_READING PASSAGE_.
★ ★ ★ ★ ★

One advantage of this study, compared with previous ones, was assessment of microleakage at both the occlusal and proximal box enamel margins, revealing that the occlusal enamel margin of restoration had significantly lower microleakage than the proximal box enamel margin. This finding can be due to higher degree of conversion of composite and adhesive at the occlusal margin due to shorter distance between the tip of the curing unit and the surface, compared with the proximal box enamel margin [41]. Moreover, enamel thickness in the occlusal area is higher than that in the proximal area. Higher number of enamel cracks in the cervical region can also contribute to higher marginal leakage in the proximal area [39].
Microleakage is influenced by the type and size of tooth, C-factor of the cavity, adhesive technique, and composite polymerization technique [44]. Since, we tried to standardize all these factors in the present study; therefore, the results obtained only reflect the effect of the composite type on microleakage. We found that irrespective of the location of margin, the difference in marginal microleakage was not significant between bulk-fill composites and the conventional composite applied incrementally, which was in line with previous findings [45–48] although the frequency of margins with no or low-grade leakage was higher in bulk-fill composites. Previous studies did not report a significant difference in marginal leakage of bulk-fill and conventional composite resins either [46–49]. Also, this study showed lower microleakage at the enamel compared with dentin margin, which was in agreement with previous findings [37], and is due to simpler process of bonding to enamel, and the challenges encountered in bonding to dentin due to the differences in the degree of mineralization and water content of enamel and dentin. In this study, maximum leakage was recorded for P60 conventional composite applied as bulk-fill in 4-mm increments. Marginal microleakage of other composite groups was not significantly different at any margin. Low marginal microleakage of bulk-fill composites can be due to their modified composition, higher curing depth, and lower polymerization shrinkage. Higher polymerization depth of bulk-fill composites is due to the type, size, and shape of filler particles and their chemical composition, resulting in their higher translucency and subsequently higher polymerization depth [28,35,43,56]. Addition of pre-polymerized fillers [57] and presence of stress inhibitors [1] in the composition of bulk-fill composites further decrease the polymerization stress. Also, some of bulk-fill composites have novel photo-initiators such as Ivocerin with higher capability to generate free radicals compared with camphorquinone [55].

★ ★ ★ ★ ★

_COLLECTED DATA_.
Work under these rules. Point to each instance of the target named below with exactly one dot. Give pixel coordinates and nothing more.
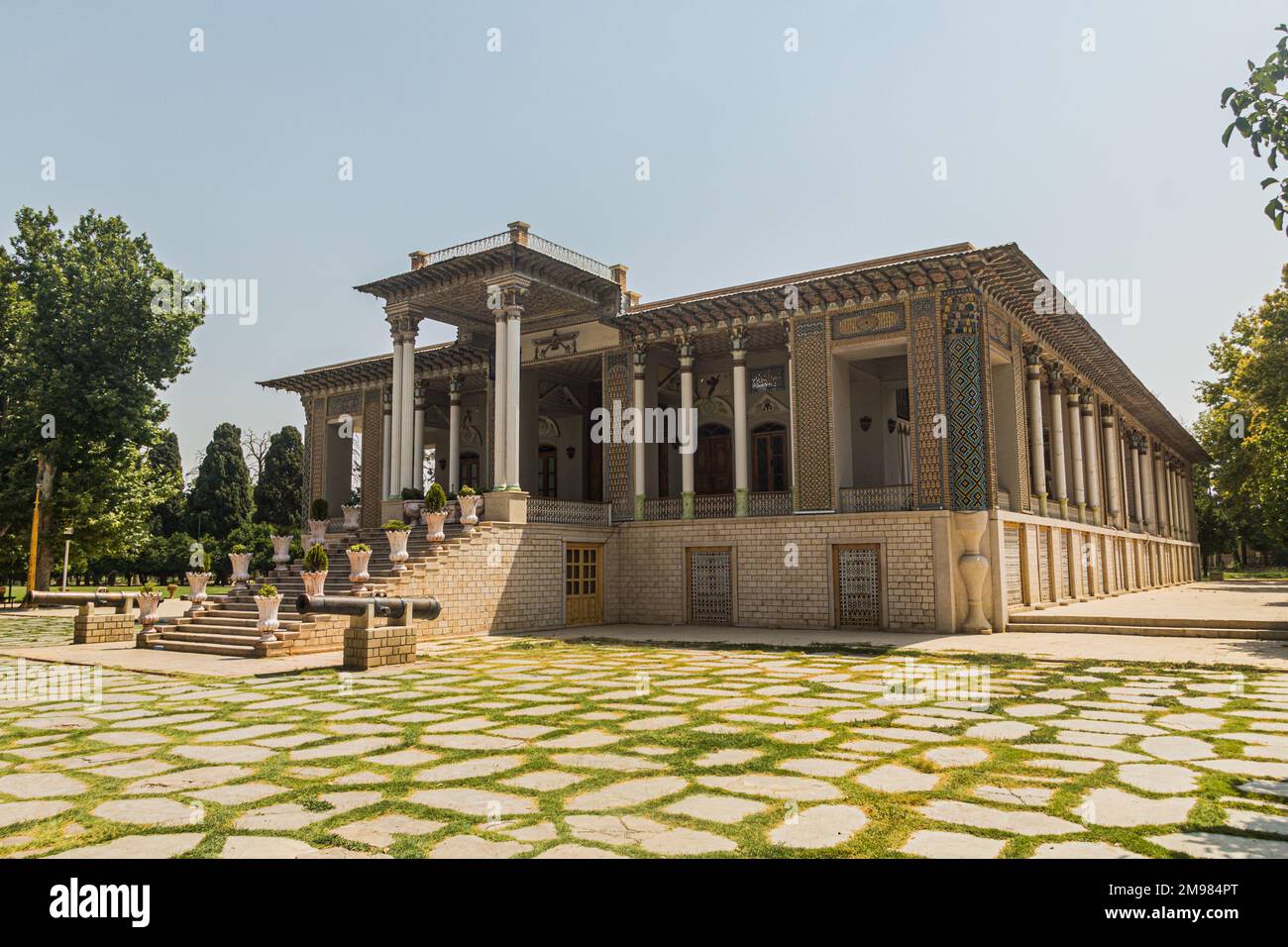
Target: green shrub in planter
(436, 499)
(316, 560)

★ ★ ★ ★ ★

_PROBLEM SET_.
(A) Condense the paragraph of the composite microleakage discussion that begins "One advantage of this study" into a short bulleted list that keeps its main facts.
(B) Proceed with the composite microleakage discussion, picking up right after its final sentence.

_RESULTS BY TASK_.
(A)
- Unlike previous studies, this one assessed microleakage at both the occlusal and the proximal box enamel margins.
- The occlusal enamel margin showed significantly lower microleakage than the proximal box enamel margin.
- One possible cause is a higher degree of conversion of composite and adhesive at the occlusal margin, because the curing unit tip is closer to that surface [41].
- Enamel is also thicker in the occlusal area than in the proximal area.
- More enamel cracks in the cervical region may further raise marginal leakage in the proximal area [39].

(B)
This study was conducted on extracted teeth then lack of pulpal blood supply changes the physical and structural properties of dentin, which can affect the cuspal flexure and microleakage of composite resins after their polymerization. Short-term follow-up was another limitation of this study since cuspal flexure and microleakage were only assessed for 7 days after restoration. Future in-vivo studies are required to assess the effect of cuspal flexure following different restorative techniques particularly with bulk-fill composites on clinical signs and symptoms to obtain more reliable results.